>>>
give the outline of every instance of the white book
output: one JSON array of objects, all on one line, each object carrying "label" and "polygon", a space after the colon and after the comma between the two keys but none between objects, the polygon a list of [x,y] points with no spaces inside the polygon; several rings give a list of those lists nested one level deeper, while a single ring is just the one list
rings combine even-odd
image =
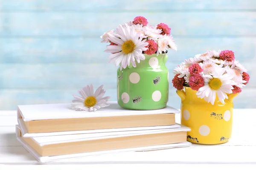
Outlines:
[{"label": "white book", "polygon": [[70,103],[19,105],[17,106],[17,118],[22,118],[24,122],[28,122],[38,120],[180,113],[178,110],[169,106],[161,109],[138,110],[123,109],[118,105],[116,101],[109,102],[108,103],[110,105],[109,106],[101,108],[95,112],[75,111],[70,109]]},{"label": "white book", "polygon": [[173,125],[175,114],[180,113],[169,106],[137,110],[123,109],[116,101],[109,103],[109,106],[95,112],[70,109],[70,103],[18,105],[17,118],[26,133],[104,129],[113,131],[114,129]]},{"label": "white book", "polygon": [[[20,128],[19,125],[16,125],[16,128],[17,139],[37,160],[42,162],[53,161],[67,159],[78,158],[84,156],[101,155],[120,152],[154,150],[175,147],[189,146],[191,144],[190,142],[186,142],[186,132],[190,131],[191,130],[189,128],[182,125],[180,125],[180,128],[175,129],[172,128],[163,129],[161,130],[135,130],[126,132],[106,132],[104,133],[67,135],[26,138],[22,137],[22,133],[20,130]],[[139,133],[138,131],[140,131],[140,132]],[[161,140],[166,142],[166,141],[165,141],[164,139],[163,139],[165,137],[166,139],[168,139],[168,140],[169,140],[172,137],[172,134],[175,135],[173,136],[174,138],[175,136],[177,137],[176,141],[182,141],[182,142],[173,142],[175,141],[175,139],[171,139],[170,141],[171,142],[173,141],[172,142],[173,143],[165,144],[164,144],[153,145],[152,144],[151,144],[151,146],[141,146],[142,145],[141,144],[140,144],[140,146],[136,147],[134,147],[134,144],[133,144],[134,142],[137,142],[139,144],[140,141],[138,140],[140,139],[136,138],[137,137],[139,137],[139,138],[144,138],[144,136],[147,136],[147,135],[148,135],[148,135],[155,135],[155,136],[156,136],[155,139],[154,139],[155,140],[153,141],[153,143],[152,143],[152,141],[149,141],[149,142],[151,142],[152,143],[154,143],[154,142],[155,143],[157,143],[157,142],[158,141]],[[159,136],[162,135],[162,134],[163,134],[163,136]],[[163,137],[161,136],[163,136]],[[127,141],[125,141],[124,142],[123,141],[121,141],[120,142],[119,141],[120,139],[125,139],[125,138],[128,138]],[[132,141],[130,141],[130,140],[131,139],[133,139],[133,140]],[[143,138],[142,139],[143,140]],[[116,139],[117,140],[115,141]],[[138,140],[136,140],[137,139]],[[113,141],[114,141],[114,143],[111,144],[110,140],[112,140],[112,141],[113,140]],[[103,143],[103,144],[101,144],[101,145],[100,144],[99,144],[97,143],[97,141],[104,141],[104,142]],[[148,141],[145,140],[145,141]],[[84,142],[89,144],[90,144],[91,145],[82,145],[82,142]],[[143,144],[144,143],[143,141],[142,143]],[[69,150],[72,150],[72,151],[76,150],[76,149],[78,149],[79,151],[81,151],[80,150],[82,149],[89,149],[90,150],[91,148],[90,147],[95,147],[95,146],[96,146],[96,149],[98,149],[98,147],[106,147],[108,146],[109,146],[111,148],[111,146],[112,148],[115,148],[115,147],[113,147],[113,146],[117,146],[119,144],[120,145],[120,144],[122,144],[122,147],[119,147],[119,148],[116,149],[108,150],[105,149],[102,150],[98,149],[98,150],[96,151],[92,151],[92,150],[90,152],[61,155],[60,155],[59,153],[58,153],[58,155],[56,154],[56,155],[54,155],[54,153],[52,153],[54,150],[57,150],[56,149],[59,148],[58,149],[60,150],[61,152],[63,151],[63,150],[67,150],[67,151],[69,150],[69,149],[65,150],[65,148],[67,149],[67,148],[63,147],[64,145],[65,144],[67,144],[67,146],[68,145],[69,146],[69,147],[70,147],[70,145],[72,144],[74,144],[73,146],[71,146],[71,147],[71,147],[70,148],[72,148],[72,149],[70,148]],[[76,144],[78,145],[76,145]],[[95,146],[94,146],[94,145]],[[128,146],[126,147],[126,145],[128,145]],[[140,144],[139,144],[139,145],[140,145]],[[55,146],[55,147],[50,147],[51,146]],[[38,149],[39,147],[40,147],[40,149]],[[78,149],[76,149],[76,148],[77,147],[78,147]],[[47,150],[47,148],[48,148],[48,151],[49,152],[49,153],[50,153],[52,154],[52,155],[47,156],[44,155],[43,154],[42,154],[42,153],[39,152],[41,149],[42,149],[41,148],[46,148]]]},{"label": "white book", "polygon": [[65,135],[72,135],[76,134],[86,134],[86,133],[104,133],[106,132],[126,132],[126,131],[141,131],[143,130],[160,130],[171,128],[180,128],[180,125],[179,124],[169,125],[169,126],[150,126],[146,127],[137,127],[137,128],[120,128],[116,129],[99,129],[95,130],[79,130],[79,131],[67,131],[64,132],[49,132],[49,133],[29,133],[26,128],[24,122],[22,121],[21,119],[18,119],[18,123],[20,125],[20,128],[21,133],[23,134],[23,137],[24,138],[29,138],[32,137],[41,137],[41,136],[59,136]]}]

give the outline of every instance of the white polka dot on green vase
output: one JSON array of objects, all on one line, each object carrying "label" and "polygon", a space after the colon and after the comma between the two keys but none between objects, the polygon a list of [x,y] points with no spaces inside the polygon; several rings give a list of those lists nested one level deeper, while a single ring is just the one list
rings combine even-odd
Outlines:
[{"label": "white polka dot on green vase", "polygon": [[140,75],[138,74],[136,72],[132,73],[130,74],[129,79],[130,81],[132,83],[137,83],[140,81]]},{"label": "white polka dot on green vase", "polygon": [[136,62],[136,67],[117,70],[118,104],[131,110],[154,110],[166,105],[169,88],[167,55],[144,54],[145,60]]},{"label": "white polka dot on green vase", "polygon": [[123,93],[122,94],[122,100],[124,103],[127,103],[130,100],[130,96],[127,93]]}]

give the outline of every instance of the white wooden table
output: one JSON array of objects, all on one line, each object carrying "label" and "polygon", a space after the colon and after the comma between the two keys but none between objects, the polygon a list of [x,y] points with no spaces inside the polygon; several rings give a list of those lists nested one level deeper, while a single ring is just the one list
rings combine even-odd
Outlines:
[{"label": "white wooden table", "polygon": [[[176,122],[180,123],[180,115],[177,115],[176,118]],[[7,167],[9,166],[33,167],[46,164],[60,167],[64,164],[65,167],[70,165],[68,164],[72,164],[72,167],[86,165],[91,169],[101,166],[104,166],[105,168],[108,167],[119,169],[120,167],[130,168],[132,166],[138,167],[139,165],[143,166],[143,169],[145,166],[151,168],[156,166],[157,169],[159,164],[169,167],[170,166],[172,167],[177,166],[179,169],[183,166],[189,165],[189,167],[195,166],[198,169],[200,167],[205,168],[204,166],[207,165],[206,167],[209,169],[210,167],[218,168],[220,164],[222,167],[222,165],[227,164],[233,164],[239,167],[242,164],[244,168],[248,164],[256,165],[256,109],[235,109],[232,136],[228,142],[223,144],[194,144],[184,148],[121,153],[87,156],[65,162],[41,163],[36,161],[16,139],[16,110],[1,111],[0,165],[6,169],[9,169]],[[213,166],[209,167],[207,164],[213,164]],[[0,166],[0,169],[5,169]]]}]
<<<
REQUIREMENTS: Count the lines in the items above that contain the string "polka", and give only the number.

PROBLEM SOLUTION: 2